Excerpt from a dataset
···

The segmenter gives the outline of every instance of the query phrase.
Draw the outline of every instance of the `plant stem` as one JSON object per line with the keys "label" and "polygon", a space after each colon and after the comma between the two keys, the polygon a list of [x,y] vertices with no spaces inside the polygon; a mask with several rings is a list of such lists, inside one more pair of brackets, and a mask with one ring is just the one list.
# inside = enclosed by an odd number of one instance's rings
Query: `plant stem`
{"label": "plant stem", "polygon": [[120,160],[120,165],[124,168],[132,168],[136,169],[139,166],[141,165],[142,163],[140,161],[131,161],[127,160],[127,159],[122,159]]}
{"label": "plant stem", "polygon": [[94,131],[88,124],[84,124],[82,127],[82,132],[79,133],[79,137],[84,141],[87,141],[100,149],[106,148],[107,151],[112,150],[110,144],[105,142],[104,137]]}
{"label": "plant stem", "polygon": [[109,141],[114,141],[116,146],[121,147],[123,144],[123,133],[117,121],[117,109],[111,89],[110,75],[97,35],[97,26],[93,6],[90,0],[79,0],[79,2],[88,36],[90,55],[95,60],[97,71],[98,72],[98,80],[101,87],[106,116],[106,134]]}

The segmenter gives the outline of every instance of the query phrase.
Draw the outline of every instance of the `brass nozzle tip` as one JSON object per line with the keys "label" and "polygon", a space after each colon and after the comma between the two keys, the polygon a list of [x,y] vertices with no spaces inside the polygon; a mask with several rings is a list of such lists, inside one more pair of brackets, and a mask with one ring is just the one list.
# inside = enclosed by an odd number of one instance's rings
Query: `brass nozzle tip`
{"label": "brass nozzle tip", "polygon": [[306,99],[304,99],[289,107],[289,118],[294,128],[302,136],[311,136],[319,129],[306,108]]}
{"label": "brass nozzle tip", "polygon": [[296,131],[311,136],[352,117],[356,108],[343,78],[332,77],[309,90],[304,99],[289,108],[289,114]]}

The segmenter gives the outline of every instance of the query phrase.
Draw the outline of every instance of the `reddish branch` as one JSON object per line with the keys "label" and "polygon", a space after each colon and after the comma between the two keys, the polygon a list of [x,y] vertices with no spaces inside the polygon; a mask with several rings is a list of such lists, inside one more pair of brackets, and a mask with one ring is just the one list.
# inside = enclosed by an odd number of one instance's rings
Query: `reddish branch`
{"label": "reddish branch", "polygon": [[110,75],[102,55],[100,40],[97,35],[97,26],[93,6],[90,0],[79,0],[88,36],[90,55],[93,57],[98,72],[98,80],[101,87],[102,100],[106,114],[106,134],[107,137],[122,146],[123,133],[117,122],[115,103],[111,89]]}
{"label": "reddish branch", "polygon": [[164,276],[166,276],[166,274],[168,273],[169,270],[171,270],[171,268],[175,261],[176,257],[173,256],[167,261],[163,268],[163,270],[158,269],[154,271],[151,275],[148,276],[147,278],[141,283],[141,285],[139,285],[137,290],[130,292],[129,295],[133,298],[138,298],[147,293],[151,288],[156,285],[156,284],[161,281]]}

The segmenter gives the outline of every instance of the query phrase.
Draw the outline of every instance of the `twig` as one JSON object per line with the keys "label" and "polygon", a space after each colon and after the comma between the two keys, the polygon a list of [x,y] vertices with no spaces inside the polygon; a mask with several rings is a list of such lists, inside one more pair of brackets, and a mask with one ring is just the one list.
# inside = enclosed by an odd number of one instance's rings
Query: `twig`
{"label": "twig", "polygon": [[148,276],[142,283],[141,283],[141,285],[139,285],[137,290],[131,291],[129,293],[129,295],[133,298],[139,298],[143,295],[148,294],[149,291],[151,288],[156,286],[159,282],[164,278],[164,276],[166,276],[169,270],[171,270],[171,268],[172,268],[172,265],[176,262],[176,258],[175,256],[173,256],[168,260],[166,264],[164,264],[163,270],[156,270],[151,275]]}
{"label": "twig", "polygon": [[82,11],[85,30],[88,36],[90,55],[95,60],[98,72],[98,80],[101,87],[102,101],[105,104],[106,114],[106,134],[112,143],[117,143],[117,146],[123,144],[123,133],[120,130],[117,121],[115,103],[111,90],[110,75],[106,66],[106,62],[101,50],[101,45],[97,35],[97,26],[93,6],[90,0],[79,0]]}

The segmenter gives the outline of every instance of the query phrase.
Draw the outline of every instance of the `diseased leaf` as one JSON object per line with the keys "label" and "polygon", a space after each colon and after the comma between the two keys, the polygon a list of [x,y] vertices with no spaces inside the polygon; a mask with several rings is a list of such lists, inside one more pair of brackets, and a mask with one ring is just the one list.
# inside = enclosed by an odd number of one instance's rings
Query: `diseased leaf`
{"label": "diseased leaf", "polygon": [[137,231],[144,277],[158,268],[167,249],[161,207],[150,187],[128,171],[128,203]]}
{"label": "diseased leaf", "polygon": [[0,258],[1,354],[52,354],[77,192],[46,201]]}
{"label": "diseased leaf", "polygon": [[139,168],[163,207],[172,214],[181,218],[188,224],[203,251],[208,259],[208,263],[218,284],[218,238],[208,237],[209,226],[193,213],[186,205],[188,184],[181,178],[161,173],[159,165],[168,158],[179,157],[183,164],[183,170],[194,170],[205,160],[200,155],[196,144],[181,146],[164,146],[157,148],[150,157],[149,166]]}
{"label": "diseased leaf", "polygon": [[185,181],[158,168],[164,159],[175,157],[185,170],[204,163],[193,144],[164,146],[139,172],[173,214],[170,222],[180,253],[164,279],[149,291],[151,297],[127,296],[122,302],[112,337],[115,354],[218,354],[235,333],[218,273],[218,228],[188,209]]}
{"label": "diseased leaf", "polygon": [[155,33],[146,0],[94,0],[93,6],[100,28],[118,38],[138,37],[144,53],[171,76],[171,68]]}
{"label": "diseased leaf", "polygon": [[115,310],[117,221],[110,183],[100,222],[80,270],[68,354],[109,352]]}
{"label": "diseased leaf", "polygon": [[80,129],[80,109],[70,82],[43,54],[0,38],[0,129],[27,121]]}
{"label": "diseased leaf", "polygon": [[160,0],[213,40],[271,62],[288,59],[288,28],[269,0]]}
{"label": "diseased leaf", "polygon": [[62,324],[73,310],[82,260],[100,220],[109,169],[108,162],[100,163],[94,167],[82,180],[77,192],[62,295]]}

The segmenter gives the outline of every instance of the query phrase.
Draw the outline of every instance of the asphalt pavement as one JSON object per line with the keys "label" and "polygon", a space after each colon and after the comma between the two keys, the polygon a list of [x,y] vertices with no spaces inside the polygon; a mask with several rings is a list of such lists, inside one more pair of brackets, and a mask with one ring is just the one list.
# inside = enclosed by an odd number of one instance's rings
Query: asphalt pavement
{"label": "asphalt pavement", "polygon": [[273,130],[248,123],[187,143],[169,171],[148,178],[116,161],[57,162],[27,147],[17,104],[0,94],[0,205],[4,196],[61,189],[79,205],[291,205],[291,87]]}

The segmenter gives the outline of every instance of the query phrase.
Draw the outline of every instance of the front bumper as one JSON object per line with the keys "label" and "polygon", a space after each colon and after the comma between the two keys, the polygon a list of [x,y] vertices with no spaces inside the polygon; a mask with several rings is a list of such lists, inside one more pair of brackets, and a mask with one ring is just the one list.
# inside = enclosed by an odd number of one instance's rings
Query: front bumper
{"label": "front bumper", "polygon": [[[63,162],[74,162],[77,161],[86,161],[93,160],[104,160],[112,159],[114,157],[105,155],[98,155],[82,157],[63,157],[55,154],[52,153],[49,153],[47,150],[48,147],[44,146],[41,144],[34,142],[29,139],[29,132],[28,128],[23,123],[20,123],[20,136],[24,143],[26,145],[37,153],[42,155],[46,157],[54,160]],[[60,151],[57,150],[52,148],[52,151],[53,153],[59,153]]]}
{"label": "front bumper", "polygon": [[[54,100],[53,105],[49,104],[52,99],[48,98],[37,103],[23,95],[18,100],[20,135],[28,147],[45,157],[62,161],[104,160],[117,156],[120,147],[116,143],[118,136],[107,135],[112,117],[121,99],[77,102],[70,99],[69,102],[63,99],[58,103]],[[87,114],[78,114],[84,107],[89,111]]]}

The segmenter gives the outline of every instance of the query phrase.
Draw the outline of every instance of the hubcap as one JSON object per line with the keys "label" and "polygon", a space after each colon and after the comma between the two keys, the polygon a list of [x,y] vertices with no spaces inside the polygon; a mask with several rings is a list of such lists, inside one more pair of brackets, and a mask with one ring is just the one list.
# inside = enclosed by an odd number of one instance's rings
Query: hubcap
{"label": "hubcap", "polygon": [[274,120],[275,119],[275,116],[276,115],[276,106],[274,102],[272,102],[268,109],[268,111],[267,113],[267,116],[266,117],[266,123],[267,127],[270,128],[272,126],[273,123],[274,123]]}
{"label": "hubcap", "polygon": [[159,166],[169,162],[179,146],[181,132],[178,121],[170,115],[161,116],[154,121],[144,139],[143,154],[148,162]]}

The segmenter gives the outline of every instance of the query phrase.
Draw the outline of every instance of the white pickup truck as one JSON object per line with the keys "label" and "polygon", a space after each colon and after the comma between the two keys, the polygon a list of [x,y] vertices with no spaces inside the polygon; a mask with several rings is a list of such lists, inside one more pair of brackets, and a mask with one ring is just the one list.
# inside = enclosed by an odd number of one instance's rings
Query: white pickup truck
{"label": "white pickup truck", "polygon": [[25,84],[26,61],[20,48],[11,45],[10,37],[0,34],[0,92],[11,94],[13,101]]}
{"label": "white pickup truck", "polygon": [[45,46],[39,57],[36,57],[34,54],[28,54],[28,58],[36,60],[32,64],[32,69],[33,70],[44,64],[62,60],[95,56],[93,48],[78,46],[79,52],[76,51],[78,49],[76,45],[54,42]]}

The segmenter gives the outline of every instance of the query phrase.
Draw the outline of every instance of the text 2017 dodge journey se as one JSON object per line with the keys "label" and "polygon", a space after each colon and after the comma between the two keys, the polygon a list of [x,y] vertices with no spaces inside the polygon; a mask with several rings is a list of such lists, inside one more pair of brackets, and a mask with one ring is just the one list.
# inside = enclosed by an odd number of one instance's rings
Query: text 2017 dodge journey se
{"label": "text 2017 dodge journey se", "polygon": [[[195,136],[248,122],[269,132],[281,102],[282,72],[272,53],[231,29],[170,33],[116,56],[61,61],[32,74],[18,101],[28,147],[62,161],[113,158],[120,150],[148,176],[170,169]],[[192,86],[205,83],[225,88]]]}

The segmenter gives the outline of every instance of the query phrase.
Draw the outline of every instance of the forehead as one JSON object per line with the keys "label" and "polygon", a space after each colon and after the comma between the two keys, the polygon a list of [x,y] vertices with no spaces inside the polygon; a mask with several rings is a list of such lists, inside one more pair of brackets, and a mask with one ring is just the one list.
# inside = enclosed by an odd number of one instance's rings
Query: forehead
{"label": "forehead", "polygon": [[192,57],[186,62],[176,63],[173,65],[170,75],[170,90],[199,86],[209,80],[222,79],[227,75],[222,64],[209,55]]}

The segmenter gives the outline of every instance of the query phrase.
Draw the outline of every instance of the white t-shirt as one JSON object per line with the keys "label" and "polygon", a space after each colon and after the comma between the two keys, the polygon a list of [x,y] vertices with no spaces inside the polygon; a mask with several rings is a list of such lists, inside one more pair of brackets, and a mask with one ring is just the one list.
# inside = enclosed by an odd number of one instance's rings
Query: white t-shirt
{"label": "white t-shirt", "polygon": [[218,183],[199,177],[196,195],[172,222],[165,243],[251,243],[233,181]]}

···

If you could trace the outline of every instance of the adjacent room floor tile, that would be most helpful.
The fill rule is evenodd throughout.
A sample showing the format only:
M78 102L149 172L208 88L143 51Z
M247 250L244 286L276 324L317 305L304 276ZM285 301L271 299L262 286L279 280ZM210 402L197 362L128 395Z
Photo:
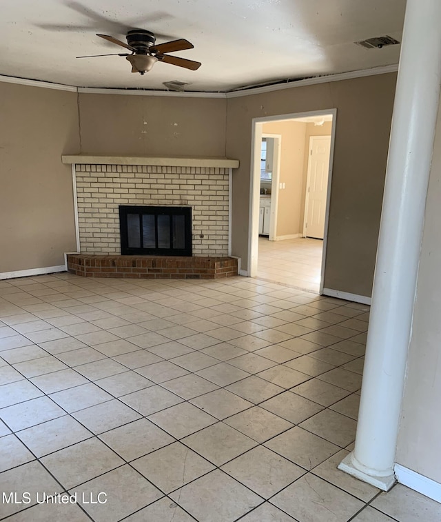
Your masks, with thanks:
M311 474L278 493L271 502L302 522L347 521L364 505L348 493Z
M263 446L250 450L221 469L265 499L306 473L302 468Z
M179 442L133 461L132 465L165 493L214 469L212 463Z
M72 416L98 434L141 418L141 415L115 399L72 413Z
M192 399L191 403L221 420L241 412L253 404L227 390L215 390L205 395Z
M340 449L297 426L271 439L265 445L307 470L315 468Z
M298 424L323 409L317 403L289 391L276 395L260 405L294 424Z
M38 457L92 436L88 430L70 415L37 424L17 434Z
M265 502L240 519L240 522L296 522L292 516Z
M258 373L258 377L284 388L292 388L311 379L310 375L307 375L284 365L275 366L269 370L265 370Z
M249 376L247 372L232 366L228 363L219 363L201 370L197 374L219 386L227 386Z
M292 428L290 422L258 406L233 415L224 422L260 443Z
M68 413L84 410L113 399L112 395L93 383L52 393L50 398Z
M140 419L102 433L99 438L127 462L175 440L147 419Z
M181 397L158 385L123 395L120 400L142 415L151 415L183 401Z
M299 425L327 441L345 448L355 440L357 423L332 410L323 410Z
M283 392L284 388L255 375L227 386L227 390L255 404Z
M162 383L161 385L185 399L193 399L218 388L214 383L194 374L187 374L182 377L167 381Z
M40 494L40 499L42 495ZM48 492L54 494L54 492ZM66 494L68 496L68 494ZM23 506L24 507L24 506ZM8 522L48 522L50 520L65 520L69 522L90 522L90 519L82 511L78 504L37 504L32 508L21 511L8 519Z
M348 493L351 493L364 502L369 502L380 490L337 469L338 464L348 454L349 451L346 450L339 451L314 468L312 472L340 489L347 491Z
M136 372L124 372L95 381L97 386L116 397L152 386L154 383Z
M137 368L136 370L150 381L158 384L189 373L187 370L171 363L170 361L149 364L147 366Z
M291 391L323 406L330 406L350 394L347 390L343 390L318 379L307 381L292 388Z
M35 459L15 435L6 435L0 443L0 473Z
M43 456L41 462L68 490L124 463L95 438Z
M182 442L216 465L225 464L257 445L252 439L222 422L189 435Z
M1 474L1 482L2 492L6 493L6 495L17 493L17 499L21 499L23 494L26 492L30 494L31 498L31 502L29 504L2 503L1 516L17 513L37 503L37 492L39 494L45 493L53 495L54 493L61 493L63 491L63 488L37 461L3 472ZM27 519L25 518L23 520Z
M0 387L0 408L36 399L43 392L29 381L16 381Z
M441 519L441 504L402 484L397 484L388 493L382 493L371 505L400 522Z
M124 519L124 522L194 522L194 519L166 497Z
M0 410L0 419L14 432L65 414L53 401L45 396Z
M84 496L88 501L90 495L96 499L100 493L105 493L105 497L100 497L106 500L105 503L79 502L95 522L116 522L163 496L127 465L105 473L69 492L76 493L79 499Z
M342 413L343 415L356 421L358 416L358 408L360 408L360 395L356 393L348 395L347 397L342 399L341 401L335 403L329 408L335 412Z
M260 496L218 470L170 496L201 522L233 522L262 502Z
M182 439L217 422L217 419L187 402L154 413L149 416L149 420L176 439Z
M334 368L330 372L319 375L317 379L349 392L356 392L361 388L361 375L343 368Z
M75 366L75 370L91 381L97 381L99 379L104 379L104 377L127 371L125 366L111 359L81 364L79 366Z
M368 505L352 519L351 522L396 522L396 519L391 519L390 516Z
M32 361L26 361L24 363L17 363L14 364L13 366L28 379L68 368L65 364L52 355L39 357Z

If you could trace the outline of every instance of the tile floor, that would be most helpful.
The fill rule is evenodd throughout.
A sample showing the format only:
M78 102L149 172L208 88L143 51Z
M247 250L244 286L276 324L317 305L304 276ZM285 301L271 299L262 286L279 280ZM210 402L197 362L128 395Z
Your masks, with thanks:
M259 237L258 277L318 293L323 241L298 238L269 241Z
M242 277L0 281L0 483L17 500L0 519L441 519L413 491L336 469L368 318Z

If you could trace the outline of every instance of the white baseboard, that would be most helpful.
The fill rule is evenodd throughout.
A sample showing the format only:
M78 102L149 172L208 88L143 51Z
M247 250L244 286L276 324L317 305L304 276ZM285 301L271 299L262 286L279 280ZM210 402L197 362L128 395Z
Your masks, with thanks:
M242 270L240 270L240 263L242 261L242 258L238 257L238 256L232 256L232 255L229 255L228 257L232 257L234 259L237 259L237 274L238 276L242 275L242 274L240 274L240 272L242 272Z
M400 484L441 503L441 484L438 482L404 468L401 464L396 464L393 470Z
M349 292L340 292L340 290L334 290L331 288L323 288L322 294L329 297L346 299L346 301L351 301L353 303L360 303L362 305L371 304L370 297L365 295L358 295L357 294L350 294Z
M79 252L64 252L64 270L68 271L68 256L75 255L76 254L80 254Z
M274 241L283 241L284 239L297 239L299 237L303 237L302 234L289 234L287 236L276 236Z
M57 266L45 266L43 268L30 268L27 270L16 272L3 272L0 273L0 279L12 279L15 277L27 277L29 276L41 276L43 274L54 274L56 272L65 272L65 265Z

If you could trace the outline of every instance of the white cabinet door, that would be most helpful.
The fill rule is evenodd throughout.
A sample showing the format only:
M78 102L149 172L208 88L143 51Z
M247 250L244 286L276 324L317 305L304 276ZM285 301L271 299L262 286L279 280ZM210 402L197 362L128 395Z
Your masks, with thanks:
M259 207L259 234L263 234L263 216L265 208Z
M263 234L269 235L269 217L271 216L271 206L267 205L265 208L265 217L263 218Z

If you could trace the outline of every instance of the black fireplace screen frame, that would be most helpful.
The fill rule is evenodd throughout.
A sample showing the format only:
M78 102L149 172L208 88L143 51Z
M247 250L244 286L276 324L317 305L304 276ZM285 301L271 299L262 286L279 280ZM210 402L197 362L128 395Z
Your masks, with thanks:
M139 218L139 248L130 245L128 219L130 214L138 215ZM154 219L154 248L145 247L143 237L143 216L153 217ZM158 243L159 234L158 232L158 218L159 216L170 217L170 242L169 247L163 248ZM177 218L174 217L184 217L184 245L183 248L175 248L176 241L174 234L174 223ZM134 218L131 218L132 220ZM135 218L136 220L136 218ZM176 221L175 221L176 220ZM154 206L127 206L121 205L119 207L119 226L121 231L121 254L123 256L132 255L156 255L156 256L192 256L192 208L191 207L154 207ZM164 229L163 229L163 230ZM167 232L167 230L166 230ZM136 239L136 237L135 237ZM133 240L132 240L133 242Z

···

__Task goal__: Return every line of the material above that contains the word "dodge".

__Complete output__:
Draw the outline of every instance of the text 2017 dodge journey se as one JSON object per line with the keys "label" and "polygon", a space after each colon and after the comma between the two keys, the polygon a list of [x,y] vertices with no spaces inside the polygon; a mask with several rings is a list of such lists, inside one more pair of brackets, and a mask with one ring is just the one list.
Query: text 2017 dodge journey se
{"label": "text 2017 dodge journey se", "polygon": [[[195,136],[248,122],[269,132],[281,102],[282,72],[272,53],[231,29],[170,33],[116,56],[61,61],[32,74],[18,101],[28,147],[62,161],[113,158],[120,150],[148,176],[170,169]],[[192,86],[205,83],[225,88]]]}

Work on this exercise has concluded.